**PROBLEM REQUIREMENTS:** Print the lines that run from the line with "Target: dirt ground" to the line with "Locate one point per instance of the green", keeping both end lines, exactly as they appear in the entries below, and nothing else.

**MATERIAL FOR THIS TASK:**

========================================================================

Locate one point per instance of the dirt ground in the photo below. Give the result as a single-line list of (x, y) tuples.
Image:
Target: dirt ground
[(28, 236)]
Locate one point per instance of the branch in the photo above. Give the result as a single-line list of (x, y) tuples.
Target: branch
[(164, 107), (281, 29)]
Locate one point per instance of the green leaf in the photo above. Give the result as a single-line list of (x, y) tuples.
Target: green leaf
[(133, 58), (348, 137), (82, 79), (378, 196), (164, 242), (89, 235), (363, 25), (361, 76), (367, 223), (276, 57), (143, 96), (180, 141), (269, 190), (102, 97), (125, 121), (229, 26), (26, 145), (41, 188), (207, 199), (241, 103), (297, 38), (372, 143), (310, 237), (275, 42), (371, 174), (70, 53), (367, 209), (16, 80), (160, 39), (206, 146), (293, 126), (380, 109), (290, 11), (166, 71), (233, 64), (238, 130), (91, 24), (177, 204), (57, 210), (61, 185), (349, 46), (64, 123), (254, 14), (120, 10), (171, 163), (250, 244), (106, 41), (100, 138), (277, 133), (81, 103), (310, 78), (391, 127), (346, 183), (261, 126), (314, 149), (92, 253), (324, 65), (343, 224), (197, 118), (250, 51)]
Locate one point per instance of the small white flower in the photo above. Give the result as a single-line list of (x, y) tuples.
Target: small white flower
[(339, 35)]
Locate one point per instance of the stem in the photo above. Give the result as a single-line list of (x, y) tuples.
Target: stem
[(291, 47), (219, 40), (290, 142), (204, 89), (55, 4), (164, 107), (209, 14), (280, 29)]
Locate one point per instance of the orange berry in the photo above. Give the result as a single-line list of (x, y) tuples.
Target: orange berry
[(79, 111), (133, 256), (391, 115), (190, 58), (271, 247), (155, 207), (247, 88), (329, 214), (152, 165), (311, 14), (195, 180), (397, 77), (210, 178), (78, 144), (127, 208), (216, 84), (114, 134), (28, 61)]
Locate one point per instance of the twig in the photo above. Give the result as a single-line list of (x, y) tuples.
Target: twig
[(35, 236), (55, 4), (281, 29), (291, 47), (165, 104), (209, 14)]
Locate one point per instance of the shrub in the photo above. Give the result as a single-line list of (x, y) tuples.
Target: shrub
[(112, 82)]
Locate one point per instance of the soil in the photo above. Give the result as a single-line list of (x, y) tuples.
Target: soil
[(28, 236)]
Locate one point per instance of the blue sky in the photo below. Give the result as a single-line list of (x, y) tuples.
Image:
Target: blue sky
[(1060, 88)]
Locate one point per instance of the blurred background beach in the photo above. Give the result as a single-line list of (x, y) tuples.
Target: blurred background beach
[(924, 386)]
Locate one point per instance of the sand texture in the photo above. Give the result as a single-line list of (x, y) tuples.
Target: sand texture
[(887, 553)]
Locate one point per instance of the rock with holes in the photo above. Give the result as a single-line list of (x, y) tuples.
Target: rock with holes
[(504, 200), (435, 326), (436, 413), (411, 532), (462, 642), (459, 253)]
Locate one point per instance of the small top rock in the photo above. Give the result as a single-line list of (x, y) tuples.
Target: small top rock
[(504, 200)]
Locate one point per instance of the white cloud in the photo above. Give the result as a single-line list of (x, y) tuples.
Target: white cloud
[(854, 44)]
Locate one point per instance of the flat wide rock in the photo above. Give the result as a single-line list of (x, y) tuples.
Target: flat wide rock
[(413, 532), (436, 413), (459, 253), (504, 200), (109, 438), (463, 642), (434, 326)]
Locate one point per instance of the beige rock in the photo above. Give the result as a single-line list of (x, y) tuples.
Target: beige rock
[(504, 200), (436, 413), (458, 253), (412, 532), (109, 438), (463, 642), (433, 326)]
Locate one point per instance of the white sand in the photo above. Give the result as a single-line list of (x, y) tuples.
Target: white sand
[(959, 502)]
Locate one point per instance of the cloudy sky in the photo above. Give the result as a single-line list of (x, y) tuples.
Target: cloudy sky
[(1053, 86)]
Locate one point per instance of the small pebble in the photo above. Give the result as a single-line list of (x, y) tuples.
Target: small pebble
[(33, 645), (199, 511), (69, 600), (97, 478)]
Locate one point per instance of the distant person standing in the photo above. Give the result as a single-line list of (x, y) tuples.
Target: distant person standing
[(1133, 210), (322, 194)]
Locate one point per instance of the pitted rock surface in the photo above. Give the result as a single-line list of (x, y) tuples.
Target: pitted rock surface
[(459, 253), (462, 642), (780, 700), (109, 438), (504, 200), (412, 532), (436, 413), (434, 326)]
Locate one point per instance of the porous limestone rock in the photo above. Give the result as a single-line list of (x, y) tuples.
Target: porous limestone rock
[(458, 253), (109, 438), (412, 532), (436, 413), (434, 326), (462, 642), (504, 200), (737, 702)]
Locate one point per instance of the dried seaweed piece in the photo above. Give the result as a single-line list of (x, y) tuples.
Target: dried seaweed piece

========================================================================

**SOLUTION FOR THIS PROBLEM:**
Target: dirt ground
[(28, 236)]
Locate one point per instance of the branch in the photo above. Give the result as a single-line list of (x, y) tuples.
Target: branch
[(164, 107), (281, 29)]
Locate one point per instance of the green leaf in the photo above. Give the result as a single-line list of (x, y) tuples.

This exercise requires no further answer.